Exercise goal :: Each line in the records below, from the one that contains "positive clicks: (486, 256)" to the one that contains "positive clicks: (338, 242)", should be reproduced exactly, the first and last included.

Stored data:
================

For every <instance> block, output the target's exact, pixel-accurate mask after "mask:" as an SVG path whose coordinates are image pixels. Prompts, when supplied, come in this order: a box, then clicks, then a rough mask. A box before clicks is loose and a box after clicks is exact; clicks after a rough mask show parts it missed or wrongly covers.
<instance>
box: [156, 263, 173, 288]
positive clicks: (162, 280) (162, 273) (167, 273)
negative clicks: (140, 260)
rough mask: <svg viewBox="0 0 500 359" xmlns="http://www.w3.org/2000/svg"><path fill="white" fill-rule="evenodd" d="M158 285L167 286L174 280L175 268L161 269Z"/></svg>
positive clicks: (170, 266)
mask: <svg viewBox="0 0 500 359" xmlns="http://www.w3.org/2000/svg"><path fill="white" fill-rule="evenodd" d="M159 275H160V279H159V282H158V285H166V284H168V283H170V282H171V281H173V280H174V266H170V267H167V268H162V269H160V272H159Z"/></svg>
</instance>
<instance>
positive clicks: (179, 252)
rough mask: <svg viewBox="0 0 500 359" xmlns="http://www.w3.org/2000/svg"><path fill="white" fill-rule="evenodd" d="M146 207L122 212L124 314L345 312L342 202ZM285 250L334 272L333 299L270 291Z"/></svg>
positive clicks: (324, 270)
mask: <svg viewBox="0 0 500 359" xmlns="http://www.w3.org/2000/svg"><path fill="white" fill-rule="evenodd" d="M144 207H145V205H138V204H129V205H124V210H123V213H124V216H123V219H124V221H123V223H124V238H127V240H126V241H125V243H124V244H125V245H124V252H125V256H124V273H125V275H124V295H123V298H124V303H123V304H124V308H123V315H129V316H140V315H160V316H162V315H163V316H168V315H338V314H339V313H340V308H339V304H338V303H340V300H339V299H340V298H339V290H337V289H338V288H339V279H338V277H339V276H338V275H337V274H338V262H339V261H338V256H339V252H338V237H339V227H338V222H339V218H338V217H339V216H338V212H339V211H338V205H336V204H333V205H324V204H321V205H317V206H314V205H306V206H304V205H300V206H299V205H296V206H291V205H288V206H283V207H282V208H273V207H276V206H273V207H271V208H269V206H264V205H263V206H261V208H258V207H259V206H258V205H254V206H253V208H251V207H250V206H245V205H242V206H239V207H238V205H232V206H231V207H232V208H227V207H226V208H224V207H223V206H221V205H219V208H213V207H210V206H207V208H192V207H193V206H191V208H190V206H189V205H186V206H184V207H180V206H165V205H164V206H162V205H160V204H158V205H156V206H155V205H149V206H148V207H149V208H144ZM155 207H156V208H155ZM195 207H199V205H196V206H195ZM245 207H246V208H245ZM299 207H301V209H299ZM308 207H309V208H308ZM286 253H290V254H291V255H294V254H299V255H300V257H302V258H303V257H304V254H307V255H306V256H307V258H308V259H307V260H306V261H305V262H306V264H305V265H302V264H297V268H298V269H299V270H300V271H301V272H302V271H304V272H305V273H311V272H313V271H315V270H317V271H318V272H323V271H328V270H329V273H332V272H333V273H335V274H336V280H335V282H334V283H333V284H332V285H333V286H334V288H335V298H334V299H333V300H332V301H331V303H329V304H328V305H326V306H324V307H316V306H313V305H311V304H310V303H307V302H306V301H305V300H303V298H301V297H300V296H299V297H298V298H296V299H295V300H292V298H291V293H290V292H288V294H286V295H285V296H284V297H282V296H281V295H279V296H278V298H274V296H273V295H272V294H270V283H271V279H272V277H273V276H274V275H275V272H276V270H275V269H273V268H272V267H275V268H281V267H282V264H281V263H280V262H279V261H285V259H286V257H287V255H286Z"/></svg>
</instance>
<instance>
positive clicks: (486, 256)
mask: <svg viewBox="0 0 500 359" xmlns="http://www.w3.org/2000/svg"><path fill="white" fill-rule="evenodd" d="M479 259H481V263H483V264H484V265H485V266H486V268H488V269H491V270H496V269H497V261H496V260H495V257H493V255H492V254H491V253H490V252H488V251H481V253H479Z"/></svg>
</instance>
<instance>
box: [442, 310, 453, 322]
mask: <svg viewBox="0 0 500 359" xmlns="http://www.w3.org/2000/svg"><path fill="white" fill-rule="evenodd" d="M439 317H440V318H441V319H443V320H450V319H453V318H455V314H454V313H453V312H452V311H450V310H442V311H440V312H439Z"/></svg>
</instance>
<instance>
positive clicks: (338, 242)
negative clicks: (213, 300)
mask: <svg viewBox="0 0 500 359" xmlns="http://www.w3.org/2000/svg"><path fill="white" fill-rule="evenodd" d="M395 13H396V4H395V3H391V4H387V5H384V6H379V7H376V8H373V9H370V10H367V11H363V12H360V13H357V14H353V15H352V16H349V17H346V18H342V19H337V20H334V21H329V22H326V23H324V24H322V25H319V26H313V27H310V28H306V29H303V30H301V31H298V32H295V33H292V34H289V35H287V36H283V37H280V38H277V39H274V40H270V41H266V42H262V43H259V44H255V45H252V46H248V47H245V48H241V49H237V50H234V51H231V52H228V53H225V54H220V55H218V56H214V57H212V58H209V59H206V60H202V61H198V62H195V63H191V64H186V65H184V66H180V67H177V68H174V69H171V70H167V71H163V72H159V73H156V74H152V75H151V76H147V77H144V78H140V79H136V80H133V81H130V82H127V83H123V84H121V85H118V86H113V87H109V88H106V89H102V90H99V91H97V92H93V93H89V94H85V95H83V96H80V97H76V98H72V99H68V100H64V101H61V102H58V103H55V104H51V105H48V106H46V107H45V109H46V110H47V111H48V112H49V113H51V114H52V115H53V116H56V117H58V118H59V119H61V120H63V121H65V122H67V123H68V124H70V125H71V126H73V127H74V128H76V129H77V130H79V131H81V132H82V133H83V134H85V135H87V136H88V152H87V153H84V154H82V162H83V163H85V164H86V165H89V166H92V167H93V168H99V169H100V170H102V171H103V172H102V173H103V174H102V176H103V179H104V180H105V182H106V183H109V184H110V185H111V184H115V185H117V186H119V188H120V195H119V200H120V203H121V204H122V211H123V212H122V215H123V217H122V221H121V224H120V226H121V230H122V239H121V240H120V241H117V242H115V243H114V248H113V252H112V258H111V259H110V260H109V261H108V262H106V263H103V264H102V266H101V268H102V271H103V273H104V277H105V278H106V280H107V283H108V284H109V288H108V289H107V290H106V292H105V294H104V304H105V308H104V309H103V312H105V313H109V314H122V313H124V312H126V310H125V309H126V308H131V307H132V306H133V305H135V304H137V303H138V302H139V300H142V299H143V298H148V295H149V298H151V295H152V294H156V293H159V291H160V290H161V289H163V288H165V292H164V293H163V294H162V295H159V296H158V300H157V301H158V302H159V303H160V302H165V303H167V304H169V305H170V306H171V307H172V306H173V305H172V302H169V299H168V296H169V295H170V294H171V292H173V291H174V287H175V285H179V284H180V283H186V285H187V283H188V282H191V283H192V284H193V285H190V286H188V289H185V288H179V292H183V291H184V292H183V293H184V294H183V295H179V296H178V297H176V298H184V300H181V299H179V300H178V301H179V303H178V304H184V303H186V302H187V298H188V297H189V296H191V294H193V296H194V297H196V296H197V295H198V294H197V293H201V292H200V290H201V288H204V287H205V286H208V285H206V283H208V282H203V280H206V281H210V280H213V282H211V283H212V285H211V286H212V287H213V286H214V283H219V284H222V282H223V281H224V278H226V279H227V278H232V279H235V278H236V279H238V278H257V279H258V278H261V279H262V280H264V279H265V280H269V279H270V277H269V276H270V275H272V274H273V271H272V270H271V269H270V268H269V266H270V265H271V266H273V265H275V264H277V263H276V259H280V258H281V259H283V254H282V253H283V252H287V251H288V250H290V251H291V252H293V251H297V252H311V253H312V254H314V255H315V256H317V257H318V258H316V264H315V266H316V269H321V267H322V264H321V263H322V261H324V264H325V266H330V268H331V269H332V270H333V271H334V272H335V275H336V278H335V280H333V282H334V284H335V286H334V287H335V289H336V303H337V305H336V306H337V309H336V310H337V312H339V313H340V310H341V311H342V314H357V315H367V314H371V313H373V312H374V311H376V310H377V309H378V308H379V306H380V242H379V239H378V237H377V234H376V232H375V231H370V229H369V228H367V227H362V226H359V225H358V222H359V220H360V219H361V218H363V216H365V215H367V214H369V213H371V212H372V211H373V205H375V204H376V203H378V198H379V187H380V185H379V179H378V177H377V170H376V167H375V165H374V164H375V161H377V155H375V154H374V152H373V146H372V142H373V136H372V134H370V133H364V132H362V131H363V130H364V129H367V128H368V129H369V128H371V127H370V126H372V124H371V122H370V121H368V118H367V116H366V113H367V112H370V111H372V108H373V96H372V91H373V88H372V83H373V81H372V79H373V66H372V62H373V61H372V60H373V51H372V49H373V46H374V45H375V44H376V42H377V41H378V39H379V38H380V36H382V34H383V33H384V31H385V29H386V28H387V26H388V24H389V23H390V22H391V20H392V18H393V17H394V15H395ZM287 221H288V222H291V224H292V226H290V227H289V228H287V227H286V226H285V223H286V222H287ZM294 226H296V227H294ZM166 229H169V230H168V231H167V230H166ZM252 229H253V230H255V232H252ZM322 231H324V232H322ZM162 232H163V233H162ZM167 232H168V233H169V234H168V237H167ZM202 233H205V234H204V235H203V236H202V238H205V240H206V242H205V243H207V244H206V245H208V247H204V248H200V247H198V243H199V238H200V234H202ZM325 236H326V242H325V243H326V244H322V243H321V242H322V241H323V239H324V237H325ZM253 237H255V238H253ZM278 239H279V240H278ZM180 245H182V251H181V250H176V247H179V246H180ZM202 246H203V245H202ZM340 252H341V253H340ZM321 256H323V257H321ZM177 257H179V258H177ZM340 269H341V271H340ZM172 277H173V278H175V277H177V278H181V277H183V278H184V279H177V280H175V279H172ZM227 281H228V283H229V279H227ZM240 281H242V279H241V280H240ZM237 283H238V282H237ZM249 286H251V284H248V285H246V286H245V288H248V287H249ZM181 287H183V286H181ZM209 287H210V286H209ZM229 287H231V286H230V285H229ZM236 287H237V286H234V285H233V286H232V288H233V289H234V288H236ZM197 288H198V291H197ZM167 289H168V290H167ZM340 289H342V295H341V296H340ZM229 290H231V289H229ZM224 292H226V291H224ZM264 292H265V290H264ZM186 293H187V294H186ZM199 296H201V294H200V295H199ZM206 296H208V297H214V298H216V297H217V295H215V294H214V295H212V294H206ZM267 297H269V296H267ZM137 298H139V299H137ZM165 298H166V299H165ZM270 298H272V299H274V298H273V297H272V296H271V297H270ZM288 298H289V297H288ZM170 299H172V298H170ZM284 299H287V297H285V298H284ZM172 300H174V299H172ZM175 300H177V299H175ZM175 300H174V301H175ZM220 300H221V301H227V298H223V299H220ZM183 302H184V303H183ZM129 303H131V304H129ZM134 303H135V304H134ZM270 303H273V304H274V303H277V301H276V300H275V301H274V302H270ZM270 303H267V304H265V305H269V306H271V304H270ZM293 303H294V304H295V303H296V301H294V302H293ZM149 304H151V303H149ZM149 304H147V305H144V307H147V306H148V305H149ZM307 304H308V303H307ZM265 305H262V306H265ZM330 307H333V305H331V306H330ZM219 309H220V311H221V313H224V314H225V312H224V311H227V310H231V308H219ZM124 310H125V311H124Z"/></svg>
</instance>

================

Answer ::
positive clicks: (486, 256)
mask: <svg viewBox="0 0 500 359" xmlns="http://www.w3.org/2000/svg"><path fill="white" fill-rule="evenodd" d="M479 259H481V263H483V264H484V265H485V266H486V268H488V269H491V270H496V269H497V261H496V260H495V257H493V255H492V254H491V253H490V252H488V251H481V253H479Z"/></svg>
</instance>
<instance>
box: [442, 310, 453, 322]
mask: <svg viewBox="0 0 500 359" xmlns="http://www.w3.org/2000/svg"><path fill="white" fill-rule="evenodd" d="M439 317H440V318H441V319H443V320H450V319H453V318H455V314H454V313H453V312H452V311H450V310H442V311H440V312H439Z"/></svg>
</instance>
<instance>
positive clicks: (338, 242)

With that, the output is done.